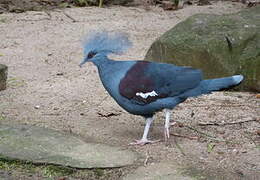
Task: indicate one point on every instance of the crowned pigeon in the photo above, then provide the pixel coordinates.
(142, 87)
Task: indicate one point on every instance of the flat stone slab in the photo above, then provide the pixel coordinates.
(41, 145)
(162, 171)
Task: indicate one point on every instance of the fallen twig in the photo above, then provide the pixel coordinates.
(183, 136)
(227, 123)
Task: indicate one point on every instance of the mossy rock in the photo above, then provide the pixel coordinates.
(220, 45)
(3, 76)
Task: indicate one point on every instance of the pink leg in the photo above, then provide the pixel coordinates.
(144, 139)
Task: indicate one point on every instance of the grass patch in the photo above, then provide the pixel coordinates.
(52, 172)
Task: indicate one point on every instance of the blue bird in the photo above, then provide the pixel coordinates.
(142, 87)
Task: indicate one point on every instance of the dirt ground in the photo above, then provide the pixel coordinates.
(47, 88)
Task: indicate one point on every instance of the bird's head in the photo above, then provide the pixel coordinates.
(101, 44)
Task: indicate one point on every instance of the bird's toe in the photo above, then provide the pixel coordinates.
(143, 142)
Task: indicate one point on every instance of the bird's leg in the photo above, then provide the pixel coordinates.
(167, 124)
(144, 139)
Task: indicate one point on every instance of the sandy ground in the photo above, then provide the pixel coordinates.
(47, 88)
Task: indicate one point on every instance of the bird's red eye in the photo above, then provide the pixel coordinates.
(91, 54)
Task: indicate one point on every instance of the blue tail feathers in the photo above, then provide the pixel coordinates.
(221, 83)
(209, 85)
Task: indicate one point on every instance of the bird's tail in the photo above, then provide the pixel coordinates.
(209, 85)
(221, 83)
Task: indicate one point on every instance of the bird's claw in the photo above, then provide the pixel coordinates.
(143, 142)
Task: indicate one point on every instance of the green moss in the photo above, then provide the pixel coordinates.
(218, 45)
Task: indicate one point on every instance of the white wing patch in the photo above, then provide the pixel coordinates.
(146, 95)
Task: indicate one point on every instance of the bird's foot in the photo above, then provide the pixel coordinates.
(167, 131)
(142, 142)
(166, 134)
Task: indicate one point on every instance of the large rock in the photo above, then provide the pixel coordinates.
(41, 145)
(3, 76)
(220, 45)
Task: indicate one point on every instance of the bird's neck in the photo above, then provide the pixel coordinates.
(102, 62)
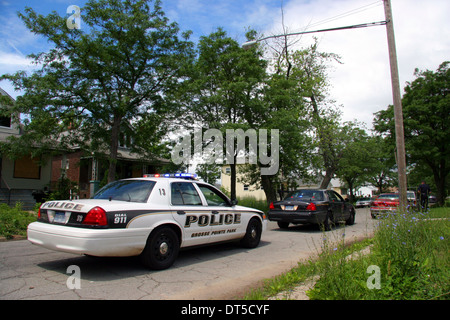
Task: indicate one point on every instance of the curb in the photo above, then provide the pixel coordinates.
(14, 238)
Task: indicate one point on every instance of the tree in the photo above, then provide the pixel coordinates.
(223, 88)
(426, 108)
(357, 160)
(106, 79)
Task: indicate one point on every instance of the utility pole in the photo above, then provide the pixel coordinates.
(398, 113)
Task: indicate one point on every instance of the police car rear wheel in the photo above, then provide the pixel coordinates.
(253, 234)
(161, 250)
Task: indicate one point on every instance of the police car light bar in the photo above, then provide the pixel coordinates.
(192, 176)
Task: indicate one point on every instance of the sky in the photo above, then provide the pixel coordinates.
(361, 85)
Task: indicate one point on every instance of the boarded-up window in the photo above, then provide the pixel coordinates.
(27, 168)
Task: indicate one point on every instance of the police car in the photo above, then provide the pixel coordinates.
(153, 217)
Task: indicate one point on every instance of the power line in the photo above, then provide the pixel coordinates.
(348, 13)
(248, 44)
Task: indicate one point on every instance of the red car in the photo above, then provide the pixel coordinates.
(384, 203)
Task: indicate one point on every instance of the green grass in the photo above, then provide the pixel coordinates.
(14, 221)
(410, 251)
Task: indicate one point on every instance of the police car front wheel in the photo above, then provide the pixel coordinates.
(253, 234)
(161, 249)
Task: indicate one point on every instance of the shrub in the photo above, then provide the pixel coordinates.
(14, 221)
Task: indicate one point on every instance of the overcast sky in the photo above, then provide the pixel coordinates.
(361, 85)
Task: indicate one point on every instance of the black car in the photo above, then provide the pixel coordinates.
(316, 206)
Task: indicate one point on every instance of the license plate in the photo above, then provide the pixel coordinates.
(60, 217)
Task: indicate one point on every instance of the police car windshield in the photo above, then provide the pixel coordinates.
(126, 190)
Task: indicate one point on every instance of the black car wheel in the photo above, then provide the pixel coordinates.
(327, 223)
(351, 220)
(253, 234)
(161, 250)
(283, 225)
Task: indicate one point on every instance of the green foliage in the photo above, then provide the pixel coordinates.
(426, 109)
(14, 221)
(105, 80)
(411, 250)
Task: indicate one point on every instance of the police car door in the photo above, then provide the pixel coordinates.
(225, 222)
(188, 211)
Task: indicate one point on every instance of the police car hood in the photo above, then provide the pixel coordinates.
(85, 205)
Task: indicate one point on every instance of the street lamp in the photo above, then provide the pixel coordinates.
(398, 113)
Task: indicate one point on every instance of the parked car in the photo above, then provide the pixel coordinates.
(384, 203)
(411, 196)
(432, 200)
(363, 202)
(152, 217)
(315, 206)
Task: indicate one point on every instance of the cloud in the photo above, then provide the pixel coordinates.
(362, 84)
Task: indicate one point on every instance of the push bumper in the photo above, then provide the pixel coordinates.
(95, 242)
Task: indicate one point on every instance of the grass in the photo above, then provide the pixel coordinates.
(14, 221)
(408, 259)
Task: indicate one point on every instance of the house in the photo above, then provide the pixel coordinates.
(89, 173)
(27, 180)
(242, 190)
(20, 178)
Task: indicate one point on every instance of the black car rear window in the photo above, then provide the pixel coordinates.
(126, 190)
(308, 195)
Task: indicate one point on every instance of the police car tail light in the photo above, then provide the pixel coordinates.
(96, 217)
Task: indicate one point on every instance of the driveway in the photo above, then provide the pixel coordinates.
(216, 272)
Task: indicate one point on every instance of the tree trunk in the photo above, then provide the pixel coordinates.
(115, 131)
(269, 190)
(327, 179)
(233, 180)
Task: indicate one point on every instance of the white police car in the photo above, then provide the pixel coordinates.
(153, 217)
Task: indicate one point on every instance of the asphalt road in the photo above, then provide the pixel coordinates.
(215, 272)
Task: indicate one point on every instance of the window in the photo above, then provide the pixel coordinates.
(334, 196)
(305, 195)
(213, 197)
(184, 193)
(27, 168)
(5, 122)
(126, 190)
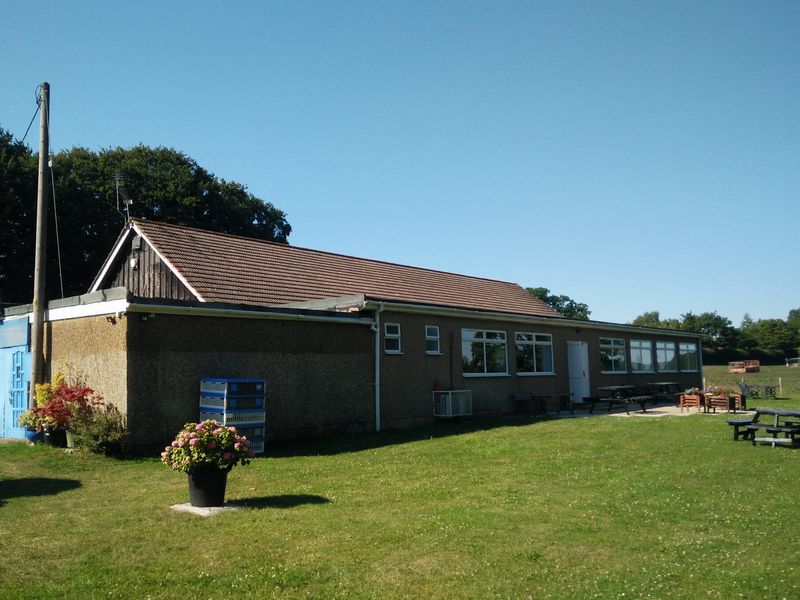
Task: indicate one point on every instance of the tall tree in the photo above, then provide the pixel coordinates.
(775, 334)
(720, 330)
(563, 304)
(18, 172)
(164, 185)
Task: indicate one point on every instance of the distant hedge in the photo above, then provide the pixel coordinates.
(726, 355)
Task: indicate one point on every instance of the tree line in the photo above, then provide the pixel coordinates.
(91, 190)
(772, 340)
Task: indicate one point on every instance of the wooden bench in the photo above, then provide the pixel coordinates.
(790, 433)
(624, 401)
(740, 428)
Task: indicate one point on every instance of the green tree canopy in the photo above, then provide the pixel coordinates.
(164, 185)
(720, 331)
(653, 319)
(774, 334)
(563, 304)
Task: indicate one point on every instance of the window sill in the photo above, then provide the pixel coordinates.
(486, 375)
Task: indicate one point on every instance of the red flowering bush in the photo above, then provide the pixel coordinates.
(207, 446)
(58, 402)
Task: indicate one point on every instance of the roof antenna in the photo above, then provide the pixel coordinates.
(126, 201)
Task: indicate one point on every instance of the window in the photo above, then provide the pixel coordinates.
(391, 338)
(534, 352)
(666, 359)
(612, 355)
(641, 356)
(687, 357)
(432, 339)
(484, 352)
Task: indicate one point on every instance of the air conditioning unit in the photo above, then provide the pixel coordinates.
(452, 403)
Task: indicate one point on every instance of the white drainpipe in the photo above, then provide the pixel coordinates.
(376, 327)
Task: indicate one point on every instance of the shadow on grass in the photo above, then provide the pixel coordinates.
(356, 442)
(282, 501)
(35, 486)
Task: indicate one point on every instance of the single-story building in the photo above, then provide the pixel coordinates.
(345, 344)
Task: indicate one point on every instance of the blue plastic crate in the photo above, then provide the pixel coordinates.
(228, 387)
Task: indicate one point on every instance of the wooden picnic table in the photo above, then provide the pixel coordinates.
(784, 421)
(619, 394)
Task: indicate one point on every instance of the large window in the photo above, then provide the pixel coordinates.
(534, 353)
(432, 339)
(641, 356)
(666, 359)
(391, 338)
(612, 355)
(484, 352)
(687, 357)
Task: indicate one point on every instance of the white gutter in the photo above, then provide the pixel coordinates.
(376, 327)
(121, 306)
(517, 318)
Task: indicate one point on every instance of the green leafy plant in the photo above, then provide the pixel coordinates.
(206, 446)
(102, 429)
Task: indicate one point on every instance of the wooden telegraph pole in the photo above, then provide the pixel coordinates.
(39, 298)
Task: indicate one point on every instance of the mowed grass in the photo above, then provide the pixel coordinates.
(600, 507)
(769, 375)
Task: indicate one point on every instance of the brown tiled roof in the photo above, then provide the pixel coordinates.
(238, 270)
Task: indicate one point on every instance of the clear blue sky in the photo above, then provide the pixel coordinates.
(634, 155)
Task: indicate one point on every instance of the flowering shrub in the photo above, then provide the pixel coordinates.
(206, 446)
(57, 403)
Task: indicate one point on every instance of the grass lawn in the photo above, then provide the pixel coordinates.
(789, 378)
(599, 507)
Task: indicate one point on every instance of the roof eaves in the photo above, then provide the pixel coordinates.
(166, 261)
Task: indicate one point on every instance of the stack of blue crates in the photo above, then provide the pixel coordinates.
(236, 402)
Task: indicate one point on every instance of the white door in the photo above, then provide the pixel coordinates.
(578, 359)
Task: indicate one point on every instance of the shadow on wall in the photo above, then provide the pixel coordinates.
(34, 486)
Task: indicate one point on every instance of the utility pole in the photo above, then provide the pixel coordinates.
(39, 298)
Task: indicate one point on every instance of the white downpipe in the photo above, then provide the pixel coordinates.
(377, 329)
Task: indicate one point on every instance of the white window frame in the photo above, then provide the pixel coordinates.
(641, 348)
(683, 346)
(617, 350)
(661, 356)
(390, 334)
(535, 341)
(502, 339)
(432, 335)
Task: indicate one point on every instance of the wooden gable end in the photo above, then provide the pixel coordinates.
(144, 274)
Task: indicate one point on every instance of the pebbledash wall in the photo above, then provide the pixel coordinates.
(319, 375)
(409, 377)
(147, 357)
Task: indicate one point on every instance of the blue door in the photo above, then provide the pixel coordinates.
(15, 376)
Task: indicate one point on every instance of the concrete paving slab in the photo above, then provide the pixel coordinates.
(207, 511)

════

> **Job**
Transcribe the lines verbatim, starting at the line that contains "Task: indicate one point on every instance of the concrete" and ending with the last line.

> **Task answer**
Task: indicate one point on every instance of the concrete paving slab in the photo above, then provide the pixel coordinates.
(207, 511)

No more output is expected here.